Provided information
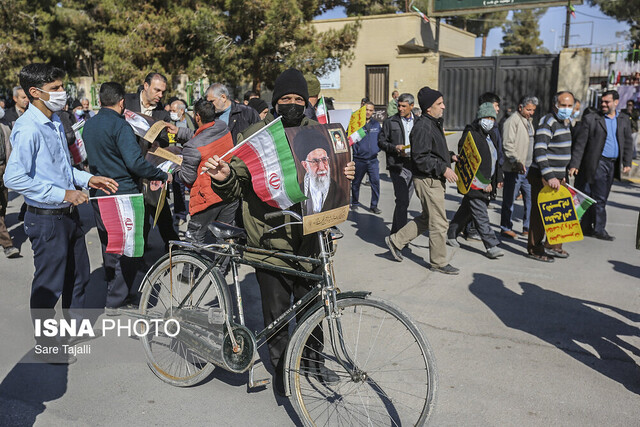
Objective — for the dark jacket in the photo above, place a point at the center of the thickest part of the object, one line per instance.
(68, 120)
(310, 112)
(633, 117)
(112, 150)
(240, 118)
(132, 103)
(392, 134)
(191, 124)
(287, 239)
(211, 138)
(430, 156)
(480, 138)
(336, 197)
(367, 148)
(589, 141)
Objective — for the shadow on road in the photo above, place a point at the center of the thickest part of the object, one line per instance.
(626, 268)
(564, 322)
(369, 227)
(26, 389)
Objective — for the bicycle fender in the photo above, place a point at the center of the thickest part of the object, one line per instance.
(162, 259)
(309, 312)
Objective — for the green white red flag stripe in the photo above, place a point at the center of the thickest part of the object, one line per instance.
(321, 112)
(580, 201)
(77, 149)
(139, 125)
(123, 218)
(357, 136)
(273, 171)
(479, 182)
(422, 15)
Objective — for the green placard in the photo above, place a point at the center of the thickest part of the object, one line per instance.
(456, 7)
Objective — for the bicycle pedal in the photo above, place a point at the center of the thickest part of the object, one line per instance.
(216, 316)
(258, 375)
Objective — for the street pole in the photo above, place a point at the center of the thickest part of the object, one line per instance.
(567, 26)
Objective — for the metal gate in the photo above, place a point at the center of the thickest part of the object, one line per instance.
(377, 84)
(463, 80)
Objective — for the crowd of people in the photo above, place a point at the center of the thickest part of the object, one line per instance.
(515, 156)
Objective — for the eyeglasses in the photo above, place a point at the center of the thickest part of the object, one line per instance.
(316, 162)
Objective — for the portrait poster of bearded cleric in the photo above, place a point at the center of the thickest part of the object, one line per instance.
(320, 170)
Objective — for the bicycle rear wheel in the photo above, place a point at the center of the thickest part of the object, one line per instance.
(170, 359)
(396, 379)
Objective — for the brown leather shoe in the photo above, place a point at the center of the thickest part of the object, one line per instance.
(508, 233)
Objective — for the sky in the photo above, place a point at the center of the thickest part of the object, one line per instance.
(590, 28)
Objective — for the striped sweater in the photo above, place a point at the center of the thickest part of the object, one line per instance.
(552, 148)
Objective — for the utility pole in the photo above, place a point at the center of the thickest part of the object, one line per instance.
(567, 24)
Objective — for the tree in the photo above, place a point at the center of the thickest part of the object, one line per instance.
(479, 24)
(261, 38)
(624, 11)
(375, 7)
(521, 33)
(231, 41)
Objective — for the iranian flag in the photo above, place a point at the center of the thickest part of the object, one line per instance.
(123, 217)
(270, 162)
(139, 125)
(321, 112)
(479, 182)
(356, 125)
(422, 15)
(357, 136)
(580, 200)
(77, 149)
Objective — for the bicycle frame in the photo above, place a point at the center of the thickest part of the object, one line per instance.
(325, 287)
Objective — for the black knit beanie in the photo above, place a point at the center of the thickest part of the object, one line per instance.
(427, 97)
(258, 104)
(290, 81)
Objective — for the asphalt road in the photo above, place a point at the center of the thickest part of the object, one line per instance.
(517, 342)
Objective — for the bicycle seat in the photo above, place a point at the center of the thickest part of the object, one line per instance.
(226, 231)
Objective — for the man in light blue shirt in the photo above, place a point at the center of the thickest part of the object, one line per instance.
(40, 170)
(602, 146)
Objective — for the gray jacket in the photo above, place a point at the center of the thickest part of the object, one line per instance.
(516, 143)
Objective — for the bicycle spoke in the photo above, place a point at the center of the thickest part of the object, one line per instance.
(388, 386)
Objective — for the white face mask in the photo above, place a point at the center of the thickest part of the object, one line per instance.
(57, 100)
(487, 124)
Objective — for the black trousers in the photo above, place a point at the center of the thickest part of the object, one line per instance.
(165, 224)
(276, 290)
(122, 273)
(475, 210)
(595, 218)
(403, 189)
(198, 232)
(61, 262)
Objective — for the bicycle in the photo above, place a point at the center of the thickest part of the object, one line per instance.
(385, 366)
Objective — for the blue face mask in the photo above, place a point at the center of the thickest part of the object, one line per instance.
(487, 124)
(565, 113)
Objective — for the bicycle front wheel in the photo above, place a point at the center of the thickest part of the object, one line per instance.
(166, 285)
(393, 379)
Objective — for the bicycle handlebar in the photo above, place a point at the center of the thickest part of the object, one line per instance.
(272, 215)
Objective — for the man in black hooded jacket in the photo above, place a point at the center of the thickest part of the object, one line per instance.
(487, 179)
(431, 167)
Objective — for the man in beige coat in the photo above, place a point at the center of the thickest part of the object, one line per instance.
(5, 150)
(517, 144)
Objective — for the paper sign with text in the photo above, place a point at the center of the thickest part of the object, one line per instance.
(468, 164)
(559, 216)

Exercise
Would you output all of the entries above exactly, keeping the pictures out?

Result of the task
Objective — for the dark jacket in the photo above, place a point at the center of the thickest part of the object, one line per instance.
(68, 120)
(310, 112)
(633, 117)
(112, 150)
(240, 118)
(132, 103)
(392, 134)
(191, 124)
(287, 239)
(211, 138)
(430, 156)
(480, 138)
(336, 197)
(367, 148)
(589, 141)
Objective — for the shadow on road in the photo above, place a point at the center of the thickest part of the object, one line per instance.
(626, 268)
(564, 322)
(369, 227)
(26, 389)
Objective — for the bicycle fender in the photo above, place a point at the center of the thickest part of the object, one line per instance.
(162, 259)
(309, 312)
Objective — for the green white red flag stripe in the photo above, place a point at the center of the thickest part of the object, one line per instance.
(321, 112)
(580, 201)
(77, 149)
(139, 125)
(123, 218)
(357, 136)
(273, 171)
(479, 182)
(422, 15)
Objective — for the green placard in the photo above, place a point at the center of the thickest part of the object, one line per instance.
(456, 7)
Objective — for the bicycle pedal in the photo above, place a point at the center of the thickest part of the object, one line per instance.
(216, 316)
(258, 375)
Objective — for the street pole in the photo above, place a point at the center of the thickest part of the object, one line per instance.
(567, 26)
Objective — for the metal gate in the photo above, place a point at the center of the thickest part of the object, one line per instance.
(377, 84)
(463, 80)
Objective — for the crowd of people in the photo above, place a point at the center of the thickest part of the object, one line per instance.
(515, 156)
Objective — for the eyeglasses in the photo above, place a point at the center of the thickest part of the object, one line per instance.
(316, 162)
Objective — for the portrait poster of bearded cleric in the photo above, place a point at the center of the thickest part of the object, one line per instance.
(320, 170)
Objective — for the bicycle rear wheel in the photo above, place a point at the center of the thickest part of the object, one line per instance.
(170, 359)
(396, 379)
Objective — for the brown leather shoe in the photo above, place a point at the center of the thickest part of the object, one line per instance.
(508, 233)
Objective — for the sky in the photo above, place a point at the center of the thickest part of the object, one line per instance.
(590, 28)
Objective — for the striped sweater in the photo above, place a point at the center of the thickest part of the object, one line per instance.
(552, 148)
Objective — for the utility pole in the photo above, place a point at the center of the thickest part of the object, one line per instance.
(567, 24)
Objective — for the tree in the photo above, place a point at the center of the thickest part of the object, one line per instance.
(479, 24)
(261, 38)
(624, 11)
(375, 7)
(521, 33)
(231, 41)
Objective — for the iranian flag in the photo above, place a point at the center of the thickest part of the object, one line per instance.
(123, 217)
(270, 162)
(139, 125)
(321, 112)
(479, 182)
(356, 125)
(422, 15)
(357, 136)
(580, 200)
(77, 149)
Objective — for the bicycle frame in the photo above, place a point at the center of the thickest part of the object, one line per instance.
(325, 287)
Objective — for the black knit beanie in the photo above, place a point at the center of the thickest part of the object, one line per instance.
(427, 97)
(258, 104)
(290, 81)
Objective — for the asphalt road in the photo above, place a point at the center of the thickest part of the object, one line per instance.
(517, 342)
Objective — for the bicycle seat in the photo above, place a point at the center of the thickest part of the object, one line per instance.
(226, 231)
Objective — for the man in light blue shirt in the photo above, place a point at the center of the thickest part of the object, one line per instance.
(40, 170)
(602, 146)
Objective — for the gray jacket in the photo above, place a point at the center of the thickest part of the object, one line per instance.
(516, 143)
Objective — for the bicycle spoke in the photo above, place a point at the center of the thickest part of the object, one line per instance.
(388, 386)
Objective — for the white face mask in the photo above, place a point at the center of the thickest part of the object, one line per instance.
(57, 100)
(487, 124)
Objective — for the black trousers in the photo above, place a point at the center of the thickest part of the object, one line per instance.
(165, 224)
(276, 290)
(122, 273)
(475, 210)
(595, 218)
(403, 189)
(198, 232)
(61, 262)
Objective — for the bicycle in the photo above, place a point at the center of the thickest part of the object, one line per instance.
(385, 366)
Objective — for the blue face mask in the photo above, place a point at the center of the thickest part of the object, one line per instance.
(487, 124)
(565, 113)
Objective — for the bicycle front wheel in the photo above, place a point at the center of the thickest part of the object, one line per instance.
(166, 285)
(393, 379)
Objective — for the bicycle handlebar in the photo above, place a point at the center of the thickest part of the object, one line per instance.
(272, 215)
Objective — for the man in black hooded jacket in the photo above, place a point at the center of the thickest part of the object, one line per instance.
(487, 179)
(431, 167)
Objective — for the man in beige coat in the photo above, place a point at the center of the thickest part of the object, one line per instance.
(5, 150)
(517, 144)
Objective — for the paper sign with text in the photo above, place a point at the center of the thickest part of the object, one line per instance.
(468, 164)
(559, 216)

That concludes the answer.